### Set problem
Select every line in the items below that contains the word "chrome", and copy each of those lines in full.

── Dataset content ──

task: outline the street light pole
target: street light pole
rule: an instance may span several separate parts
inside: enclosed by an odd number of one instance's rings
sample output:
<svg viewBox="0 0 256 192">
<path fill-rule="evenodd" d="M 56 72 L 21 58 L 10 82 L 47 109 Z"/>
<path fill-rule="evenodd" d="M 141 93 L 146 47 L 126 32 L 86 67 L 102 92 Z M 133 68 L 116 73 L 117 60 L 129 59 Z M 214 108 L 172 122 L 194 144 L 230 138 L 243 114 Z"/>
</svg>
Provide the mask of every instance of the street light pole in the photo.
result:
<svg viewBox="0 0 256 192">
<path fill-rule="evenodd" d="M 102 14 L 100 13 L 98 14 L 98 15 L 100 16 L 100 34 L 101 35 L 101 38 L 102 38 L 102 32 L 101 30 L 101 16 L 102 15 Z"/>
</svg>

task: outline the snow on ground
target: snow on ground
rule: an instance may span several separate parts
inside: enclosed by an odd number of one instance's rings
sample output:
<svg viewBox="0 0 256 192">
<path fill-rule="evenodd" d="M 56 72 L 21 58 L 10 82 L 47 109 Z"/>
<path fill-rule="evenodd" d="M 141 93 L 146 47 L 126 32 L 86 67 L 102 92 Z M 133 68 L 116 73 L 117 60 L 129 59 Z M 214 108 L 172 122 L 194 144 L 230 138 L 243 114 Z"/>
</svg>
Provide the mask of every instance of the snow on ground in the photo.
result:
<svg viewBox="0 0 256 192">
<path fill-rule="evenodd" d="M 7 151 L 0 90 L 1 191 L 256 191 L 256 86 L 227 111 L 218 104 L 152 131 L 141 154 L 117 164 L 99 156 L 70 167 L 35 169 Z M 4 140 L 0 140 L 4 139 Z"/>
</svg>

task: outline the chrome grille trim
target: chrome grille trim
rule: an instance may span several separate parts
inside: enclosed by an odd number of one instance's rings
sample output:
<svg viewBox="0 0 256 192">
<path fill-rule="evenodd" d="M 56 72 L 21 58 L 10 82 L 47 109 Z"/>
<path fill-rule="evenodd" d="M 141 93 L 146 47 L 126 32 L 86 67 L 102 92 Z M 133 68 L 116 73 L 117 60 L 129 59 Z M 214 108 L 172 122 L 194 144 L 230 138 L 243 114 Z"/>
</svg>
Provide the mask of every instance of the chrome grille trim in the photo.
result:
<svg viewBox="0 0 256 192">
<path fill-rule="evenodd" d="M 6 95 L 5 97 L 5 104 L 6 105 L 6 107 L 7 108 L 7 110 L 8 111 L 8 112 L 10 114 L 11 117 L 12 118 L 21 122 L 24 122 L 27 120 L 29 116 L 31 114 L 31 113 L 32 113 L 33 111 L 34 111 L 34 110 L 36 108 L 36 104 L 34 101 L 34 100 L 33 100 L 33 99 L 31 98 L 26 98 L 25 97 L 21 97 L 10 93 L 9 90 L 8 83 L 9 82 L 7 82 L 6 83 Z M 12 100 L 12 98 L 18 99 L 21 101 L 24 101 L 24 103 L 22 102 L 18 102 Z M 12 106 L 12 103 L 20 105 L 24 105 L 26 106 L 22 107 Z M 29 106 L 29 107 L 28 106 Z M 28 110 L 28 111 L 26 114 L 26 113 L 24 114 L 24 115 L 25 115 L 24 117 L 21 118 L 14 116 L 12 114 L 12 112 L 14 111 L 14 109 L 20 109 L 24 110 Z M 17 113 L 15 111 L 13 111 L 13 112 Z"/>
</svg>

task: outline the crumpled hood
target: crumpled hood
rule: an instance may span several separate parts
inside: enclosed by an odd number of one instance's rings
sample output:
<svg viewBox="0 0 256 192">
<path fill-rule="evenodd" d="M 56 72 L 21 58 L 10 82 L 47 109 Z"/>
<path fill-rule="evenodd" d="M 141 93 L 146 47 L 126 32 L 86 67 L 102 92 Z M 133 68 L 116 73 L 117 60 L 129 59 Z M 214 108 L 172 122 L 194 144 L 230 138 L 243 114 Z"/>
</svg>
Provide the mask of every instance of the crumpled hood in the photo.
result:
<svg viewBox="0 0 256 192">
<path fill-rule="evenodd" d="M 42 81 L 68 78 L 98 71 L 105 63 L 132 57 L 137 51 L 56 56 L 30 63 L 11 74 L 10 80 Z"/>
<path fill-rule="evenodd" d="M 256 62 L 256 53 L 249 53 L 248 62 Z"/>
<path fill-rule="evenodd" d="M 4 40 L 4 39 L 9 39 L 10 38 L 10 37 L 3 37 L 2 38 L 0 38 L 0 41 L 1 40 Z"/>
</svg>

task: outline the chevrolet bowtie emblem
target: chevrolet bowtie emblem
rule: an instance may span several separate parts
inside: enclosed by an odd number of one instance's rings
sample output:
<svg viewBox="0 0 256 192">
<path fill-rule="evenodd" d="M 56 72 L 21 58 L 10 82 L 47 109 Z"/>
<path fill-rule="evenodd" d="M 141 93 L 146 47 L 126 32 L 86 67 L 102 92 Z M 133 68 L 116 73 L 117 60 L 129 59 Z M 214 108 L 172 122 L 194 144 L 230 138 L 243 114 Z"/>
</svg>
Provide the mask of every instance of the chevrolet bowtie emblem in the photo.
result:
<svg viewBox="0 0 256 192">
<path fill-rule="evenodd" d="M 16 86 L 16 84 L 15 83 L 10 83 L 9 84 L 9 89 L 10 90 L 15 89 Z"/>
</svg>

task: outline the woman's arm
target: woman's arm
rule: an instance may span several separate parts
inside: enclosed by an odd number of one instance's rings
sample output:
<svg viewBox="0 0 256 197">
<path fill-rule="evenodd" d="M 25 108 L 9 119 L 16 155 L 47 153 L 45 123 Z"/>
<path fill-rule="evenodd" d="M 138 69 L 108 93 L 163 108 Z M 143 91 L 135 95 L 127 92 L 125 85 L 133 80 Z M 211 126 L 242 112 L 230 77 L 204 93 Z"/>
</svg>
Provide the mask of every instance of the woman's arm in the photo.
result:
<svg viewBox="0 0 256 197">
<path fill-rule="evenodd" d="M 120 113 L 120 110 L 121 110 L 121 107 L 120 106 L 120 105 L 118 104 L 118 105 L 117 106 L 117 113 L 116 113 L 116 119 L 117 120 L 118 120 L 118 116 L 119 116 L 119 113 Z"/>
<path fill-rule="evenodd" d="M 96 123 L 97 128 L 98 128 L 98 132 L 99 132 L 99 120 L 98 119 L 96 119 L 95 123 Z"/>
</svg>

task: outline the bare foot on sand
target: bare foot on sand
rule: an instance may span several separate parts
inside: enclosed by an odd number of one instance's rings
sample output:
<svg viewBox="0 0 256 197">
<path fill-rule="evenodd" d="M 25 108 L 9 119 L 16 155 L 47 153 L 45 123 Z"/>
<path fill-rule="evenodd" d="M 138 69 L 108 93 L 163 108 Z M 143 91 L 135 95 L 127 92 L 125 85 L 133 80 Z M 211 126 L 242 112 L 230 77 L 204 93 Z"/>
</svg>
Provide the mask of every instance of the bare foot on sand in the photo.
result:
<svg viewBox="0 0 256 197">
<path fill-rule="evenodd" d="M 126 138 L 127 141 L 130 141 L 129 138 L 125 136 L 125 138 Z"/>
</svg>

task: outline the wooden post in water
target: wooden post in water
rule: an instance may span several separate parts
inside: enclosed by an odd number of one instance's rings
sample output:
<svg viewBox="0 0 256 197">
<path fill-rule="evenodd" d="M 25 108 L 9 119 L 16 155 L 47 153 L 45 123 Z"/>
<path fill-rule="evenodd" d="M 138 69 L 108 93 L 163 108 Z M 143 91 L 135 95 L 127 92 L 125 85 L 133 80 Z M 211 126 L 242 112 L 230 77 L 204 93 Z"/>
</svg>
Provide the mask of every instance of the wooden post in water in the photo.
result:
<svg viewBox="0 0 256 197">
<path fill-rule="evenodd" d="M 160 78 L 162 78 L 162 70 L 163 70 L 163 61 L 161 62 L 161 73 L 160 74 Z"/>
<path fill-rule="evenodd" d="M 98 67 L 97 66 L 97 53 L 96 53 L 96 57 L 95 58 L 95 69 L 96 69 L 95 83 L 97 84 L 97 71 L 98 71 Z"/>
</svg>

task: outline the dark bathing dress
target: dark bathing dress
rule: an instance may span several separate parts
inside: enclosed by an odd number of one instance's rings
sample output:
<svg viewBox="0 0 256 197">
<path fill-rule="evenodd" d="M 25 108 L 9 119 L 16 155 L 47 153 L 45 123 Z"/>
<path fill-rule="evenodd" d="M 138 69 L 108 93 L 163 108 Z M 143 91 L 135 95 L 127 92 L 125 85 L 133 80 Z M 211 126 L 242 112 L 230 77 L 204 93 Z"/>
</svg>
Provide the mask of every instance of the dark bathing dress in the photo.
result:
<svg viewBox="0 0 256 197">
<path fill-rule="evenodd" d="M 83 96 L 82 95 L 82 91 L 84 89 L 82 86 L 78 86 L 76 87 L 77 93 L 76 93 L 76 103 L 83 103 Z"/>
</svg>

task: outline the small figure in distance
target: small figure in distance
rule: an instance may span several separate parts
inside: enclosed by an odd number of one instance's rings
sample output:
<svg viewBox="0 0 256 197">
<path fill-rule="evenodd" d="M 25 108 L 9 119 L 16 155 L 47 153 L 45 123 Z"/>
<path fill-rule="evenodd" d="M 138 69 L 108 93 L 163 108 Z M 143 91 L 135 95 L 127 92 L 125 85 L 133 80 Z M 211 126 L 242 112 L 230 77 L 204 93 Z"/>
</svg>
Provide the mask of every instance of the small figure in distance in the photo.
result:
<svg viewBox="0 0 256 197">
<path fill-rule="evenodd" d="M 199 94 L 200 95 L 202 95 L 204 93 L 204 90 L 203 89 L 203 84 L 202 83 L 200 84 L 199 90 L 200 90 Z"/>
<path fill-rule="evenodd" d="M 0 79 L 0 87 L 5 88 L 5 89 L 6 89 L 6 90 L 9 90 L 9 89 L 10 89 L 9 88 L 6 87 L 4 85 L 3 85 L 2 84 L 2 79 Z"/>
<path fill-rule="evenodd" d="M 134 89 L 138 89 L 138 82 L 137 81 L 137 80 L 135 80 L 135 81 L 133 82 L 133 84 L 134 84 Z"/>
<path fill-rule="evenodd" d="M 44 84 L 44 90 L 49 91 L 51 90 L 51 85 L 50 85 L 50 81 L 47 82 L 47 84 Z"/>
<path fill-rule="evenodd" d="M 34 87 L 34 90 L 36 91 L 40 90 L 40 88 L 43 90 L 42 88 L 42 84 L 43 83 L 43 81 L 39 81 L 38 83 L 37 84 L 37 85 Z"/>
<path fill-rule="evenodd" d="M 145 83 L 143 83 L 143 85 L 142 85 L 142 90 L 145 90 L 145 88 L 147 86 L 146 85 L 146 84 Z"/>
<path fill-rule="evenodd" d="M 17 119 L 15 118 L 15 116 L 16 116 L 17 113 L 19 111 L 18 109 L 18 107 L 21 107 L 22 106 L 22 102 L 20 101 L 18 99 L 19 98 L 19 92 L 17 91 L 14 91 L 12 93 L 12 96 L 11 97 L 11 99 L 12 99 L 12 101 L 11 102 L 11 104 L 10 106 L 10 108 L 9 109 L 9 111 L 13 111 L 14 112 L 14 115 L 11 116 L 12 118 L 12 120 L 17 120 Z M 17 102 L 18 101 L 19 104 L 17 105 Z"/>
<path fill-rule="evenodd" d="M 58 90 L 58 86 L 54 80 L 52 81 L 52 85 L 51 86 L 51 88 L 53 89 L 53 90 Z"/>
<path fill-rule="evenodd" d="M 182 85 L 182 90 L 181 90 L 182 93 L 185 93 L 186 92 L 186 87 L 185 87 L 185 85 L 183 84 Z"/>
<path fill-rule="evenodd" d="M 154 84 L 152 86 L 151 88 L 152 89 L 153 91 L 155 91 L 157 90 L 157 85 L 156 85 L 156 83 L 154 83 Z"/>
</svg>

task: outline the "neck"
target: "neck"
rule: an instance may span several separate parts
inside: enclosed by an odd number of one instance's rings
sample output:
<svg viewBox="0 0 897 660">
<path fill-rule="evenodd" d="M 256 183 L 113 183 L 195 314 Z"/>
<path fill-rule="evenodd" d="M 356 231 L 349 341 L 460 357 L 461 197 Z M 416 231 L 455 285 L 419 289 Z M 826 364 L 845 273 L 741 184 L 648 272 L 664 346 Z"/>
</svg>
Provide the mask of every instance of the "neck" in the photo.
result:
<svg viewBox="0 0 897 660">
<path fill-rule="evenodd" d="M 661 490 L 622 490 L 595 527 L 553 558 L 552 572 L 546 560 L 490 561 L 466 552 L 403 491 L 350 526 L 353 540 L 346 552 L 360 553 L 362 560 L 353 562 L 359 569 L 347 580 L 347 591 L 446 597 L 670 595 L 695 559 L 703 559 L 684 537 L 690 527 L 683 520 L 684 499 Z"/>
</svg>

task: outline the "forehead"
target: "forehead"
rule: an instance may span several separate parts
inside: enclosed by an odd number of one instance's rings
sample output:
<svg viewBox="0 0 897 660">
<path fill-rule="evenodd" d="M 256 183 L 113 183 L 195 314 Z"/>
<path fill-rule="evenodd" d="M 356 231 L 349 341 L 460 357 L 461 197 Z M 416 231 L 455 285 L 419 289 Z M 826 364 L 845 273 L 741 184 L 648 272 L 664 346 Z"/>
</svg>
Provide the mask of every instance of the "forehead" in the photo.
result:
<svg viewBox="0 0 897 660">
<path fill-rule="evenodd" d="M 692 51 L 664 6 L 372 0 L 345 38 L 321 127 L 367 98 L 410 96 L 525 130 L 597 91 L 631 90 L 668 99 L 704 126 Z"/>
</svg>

───

### Answer for the task
task: outline the chrome grille trim
target: chrome grille trim
Provide the mask of every instance of the chrome grille trim in the photo.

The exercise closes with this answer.